→ **Provided text**
----------
Lisa Rehurek (08:40):

Such a great way to think about it. And it's hard though, right? When you're in the throes of that, how hard is that to do?

Steve Schramm (08:47):

So I will tell you it took us almost 12 months to pivot our writing style around from us focused to a prospective client focused. From an internal focus to an external focus. And we still, as part of our RFP process, we give examples particular to the RFP we're responding to, where we show, this question, here's an answer that's from our perspective, but here's the answer from their perspective. And we give people examples so that they understand this is how you should be writing. This is the tone, the perspective, in how you're writing.

Lisa Rehurek (09:34):

Yeah, it's so smart. And again, what I said just a little while ago, this is a hard thing to do. It sounds simple, but it's not, and it takes a total mind shift. And I love that you do that because especially when you start getting into some of the technical writers, like, "Here, Actuary A, please learn to write this in a different way," and their brains don't work that way. And so spoonfeeding that to them, it sounds like that's what you guys knew.
----------
Stored entries
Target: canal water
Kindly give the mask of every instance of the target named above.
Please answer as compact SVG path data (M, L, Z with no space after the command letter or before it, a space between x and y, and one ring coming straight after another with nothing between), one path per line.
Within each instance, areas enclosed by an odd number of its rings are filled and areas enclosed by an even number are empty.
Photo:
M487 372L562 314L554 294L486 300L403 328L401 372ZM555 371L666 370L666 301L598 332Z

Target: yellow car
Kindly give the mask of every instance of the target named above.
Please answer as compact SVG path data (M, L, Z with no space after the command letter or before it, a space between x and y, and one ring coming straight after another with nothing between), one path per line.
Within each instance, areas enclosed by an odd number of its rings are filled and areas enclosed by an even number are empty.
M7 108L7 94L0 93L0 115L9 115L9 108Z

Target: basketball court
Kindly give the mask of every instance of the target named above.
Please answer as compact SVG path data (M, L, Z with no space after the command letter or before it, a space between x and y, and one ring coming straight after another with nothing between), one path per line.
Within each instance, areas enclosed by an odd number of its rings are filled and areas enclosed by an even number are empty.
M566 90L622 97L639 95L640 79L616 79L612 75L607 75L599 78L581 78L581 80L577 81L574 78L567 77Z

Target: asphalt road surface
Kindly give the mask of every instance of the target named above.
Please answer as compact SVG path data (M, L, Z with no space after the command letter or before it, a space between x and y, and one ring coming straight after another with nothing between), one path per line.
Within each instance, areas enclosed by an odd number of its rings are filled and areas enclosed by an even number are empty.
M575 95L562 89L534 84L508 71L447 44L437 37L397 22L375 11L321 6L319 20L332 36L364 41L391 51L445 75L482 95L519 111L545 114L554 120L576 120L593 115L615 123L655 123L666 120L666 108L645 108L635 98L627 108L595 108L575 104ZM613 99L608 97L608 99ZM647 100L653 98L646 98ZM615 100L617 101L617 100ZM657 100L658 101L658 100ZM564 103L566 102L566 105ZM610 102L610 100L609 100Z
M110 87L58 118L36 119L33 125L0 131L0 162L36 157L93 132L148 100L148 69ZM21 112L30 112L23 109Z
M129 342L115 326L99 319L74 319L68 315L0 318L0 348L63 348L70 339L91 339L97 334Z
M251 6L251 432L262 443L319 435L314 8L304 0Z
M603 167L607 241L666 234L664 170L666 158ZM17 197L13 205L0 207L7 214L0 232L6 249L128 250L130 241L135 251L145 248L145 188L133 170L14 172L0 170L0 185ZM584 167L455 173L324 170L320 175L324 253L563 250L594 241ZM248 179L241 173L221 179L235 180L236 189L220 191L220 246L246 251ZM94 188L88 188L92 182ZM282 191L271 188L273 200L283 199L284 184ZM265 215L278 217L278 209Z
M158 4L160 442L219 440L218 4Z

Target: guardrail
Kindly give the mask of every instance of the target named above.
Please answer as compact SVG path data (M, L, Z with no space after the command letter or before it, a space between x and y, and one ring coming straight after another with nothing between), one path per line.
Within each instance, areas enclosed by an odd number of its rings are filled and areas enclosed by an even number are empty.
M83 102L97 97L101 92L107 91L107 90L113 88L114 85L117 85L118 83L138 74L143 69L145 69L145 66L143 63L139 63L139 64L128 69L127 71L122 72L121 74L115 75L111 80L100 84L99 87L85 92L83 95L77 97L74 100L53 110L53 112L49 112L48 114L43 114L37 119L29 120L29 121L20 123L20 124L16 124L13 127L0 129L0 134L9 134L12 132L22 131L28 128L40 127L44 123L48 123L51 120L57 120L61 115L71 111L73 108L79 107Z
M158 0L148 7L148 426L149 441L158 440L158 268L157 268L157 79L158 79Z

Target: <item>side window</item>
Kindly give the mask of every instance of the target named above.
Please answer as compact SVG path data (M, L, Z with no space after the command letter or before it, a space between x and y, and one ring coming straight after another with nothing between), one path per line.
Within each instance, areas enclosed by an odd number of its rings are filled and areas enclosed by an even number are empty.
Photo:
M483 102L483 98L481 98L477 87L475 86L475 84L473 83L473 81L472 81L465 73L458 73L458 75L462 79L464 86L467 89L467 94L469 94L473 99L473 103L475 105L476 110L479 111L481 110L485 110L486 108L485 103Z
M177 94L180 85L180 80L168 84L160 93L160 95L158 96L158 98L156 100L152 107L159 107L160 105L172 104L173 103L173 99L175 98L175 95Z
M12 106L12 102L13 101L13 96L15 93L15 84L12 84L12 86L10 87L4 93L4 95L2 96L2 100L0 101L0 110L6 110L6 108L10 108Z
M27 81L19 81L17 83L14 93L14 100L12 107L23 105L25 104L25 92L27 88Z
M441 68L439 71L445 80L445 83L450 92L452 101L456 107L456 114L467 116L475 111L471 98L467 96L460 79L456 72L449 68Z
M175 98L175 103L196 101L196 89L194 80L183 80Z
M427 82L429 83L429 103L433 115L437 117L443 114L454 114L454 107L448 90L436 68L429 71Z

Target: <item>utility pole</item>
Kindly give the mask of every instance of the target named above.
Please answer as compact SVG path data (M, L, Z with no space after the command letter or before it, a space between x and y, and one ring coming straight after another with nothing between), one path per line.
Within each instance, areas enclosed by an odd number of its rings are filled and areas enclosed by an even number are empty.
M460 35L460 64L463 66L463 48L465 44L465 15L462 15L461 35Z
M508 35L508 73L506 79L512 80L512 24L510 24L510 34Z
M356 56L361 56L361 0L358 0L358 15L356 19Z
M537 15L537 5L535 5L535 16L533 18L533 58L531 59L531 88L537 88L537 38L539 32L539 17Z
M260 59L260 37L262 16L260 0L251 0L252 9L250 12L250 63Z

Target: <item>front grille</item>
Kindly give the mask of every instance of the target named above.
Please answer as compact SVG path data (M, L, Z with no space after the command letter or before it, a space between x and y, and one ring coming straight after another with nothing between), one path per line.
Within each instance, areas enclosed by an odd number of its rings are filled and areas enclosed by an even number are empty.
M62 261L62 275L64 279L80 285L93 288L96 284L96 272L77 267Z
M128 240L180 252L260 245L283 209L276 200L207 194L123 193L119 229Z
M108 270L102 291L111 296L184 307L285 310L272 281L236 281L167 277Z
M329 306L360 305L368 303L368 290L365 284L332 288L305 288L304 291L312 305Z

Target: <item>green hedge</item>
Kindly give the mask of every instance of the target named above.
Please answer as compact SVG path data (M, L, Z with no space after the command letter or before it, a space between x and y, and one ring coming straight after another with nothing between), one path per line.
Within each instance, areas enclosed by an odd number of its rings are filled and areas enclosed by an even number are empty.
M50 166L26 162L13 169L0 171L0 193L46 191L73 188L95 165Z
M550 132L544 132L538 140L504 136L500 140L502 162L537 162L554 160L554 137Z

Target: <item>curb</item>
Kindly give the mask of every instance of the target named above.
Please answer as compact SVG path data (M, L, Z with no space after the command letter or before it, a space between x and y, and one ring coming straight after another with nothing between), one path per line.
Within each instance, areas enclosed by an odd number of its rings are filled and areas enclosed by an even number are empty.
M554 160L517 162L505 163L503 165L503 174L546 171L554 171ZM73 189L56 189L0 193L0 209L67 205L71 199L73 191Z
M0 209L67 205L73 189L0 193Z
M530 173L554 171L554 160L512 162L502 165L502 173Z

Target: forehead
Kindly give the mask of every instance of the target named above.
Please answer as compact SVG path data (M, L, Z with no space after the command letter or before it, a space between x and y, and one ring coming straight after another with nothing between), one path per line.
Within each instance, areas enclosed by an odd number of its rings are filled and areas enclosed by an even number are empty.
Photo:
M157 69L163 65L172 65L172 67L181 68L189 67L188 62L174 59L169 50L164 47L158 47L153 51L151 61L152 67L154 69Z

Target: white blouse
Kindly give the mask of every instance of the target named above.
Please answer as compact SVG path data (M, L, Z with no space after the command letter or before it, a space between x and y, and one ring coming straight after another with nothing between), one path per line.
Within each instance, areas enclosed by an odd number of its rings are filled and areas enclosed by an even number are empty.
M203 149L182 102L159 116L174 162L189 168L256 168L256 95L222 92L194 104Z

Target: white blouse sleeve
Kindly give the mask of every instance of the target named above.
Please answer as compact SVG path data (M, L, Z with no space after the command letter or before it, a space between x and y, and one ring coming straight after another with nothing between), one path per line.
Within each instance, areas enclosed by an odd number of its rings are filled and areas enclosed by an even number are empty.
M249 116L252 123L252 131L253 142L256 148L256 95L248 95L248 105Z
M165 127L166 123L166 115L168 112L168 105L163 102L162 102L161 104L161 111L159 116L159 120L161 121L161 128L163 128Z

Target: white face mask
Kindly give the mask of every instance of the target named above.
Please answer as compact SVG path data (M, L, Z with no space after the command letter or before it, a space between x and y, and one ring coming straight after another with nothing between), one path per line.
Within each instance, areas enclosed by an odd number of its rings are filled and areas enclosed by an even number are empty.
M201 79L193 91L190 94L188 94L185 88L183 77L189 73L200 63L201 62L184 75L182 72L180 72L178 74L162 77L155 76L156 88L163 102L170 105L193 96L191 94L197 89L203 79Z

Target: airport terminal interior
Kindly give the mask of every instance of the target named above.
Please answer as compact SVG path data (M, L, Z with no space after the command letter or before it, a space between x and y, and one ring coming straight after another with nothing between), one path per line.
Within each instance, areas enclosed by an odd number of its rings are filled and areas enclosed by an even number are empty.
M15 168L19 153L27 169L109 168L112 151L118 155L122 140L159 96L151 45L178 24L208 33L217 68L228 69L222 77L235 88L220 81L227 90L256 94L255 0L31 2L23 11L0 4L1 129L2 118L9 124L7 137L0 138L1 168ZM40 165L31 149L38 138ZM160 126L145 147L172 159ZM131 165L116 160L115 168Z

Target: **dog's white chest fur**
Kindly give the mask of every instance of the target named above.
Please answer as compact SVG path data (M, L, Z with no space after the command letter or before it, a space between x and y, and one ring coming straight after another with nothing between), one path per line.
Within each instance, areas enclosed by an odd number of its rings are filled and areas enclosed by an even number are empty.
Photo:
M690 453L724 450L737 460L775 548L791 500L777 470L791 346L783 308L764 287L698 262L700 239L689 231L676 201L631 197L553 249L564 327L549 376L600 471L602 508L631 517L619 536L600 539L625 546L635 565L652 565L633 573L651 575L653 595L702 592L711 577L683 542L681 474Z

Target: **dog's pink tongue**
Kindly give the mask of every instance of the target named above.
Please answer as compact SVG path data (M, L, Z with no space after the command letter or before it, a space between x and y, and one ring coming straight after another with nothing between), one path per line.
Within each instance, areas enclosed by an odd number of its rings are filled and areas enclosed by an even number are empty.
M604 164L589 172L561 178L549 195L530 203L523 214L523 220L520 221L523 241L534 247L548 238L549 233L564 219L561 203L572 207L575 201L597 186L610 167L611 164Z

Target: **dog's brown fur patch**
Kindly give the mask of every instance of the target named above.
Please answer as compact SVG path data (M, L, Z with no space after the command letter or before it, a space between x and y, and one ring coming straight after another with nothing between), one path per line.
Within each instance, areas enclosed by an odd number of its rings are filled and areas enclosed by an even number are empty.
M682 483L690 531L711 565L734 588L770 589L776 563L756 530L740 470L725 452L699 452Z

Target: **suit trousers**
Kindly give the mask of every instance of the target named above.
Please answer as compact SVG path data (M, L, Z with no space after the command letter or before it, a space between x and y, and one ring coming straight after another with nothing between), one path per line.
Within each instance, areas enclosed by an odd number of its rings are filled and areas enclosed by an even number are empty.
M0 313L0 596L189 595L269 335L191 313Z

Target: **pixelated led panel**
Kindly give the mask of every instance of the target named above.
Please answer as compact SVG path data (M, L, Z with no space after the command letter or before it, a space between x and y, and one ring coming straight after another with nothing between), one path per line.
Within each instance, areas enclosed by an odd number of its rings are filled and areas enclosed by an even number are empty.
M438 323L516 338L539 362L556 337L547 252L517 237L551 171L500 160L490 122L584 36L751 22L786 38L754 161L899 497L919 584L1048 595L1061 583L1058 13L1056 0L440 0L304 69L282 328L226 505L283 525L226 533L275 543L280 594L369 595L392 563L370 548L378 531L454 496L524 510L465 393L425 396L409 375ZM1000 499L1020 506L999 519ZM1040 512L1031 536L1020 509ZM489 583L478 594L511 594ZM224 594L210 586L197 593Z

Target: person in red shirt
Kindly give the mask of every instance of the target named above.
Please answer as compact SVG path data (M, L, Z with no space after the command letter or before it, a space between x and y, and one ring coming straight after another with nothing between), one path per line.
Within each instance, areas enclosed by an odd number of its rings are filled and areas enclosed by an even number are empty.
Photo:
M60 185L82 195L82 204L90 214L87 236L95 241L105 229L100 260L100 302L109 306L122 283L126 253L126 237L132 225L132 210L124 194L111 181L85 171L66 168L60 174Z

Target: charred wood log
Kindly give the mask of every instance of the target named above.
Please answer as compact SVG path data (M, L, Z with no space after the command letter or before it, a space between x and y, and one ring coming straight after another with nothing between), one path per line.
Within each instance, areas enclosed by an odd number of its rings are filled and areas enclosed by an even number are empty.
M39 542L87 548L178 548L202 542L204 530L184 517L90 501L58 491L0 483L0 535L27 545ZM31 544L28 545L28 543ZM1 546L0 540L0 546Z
----------
→ **Exercise requirements**
[1] Set down part of the interview excerpt word for word, starting with "So I will tell" and going on through "how you're writing.".
[2] Put this sentence from the interview excerpt into Spanish: "It sounds simple, but it's not, and it takes a total mind shift."
The entries have no role in this.

→ **Answers per task**
[1]
So I will tell you it took us almost 12 months to pivot our writing style around from us focused to a prospective client focused. From an internal focus to an external focus. And we still, as part of our RFP process, we give examples particular to the RFP we're responding to, where we show, this question, here's an answer that's from our perspective, but here's the answer from their perspective. And we give people examples so that they understand this is how you should be writing. This is the tone, the perspective, in how you're writing.

[2] Suena sencillo, pero no lo es, y requiere un cambio total de mentalidad.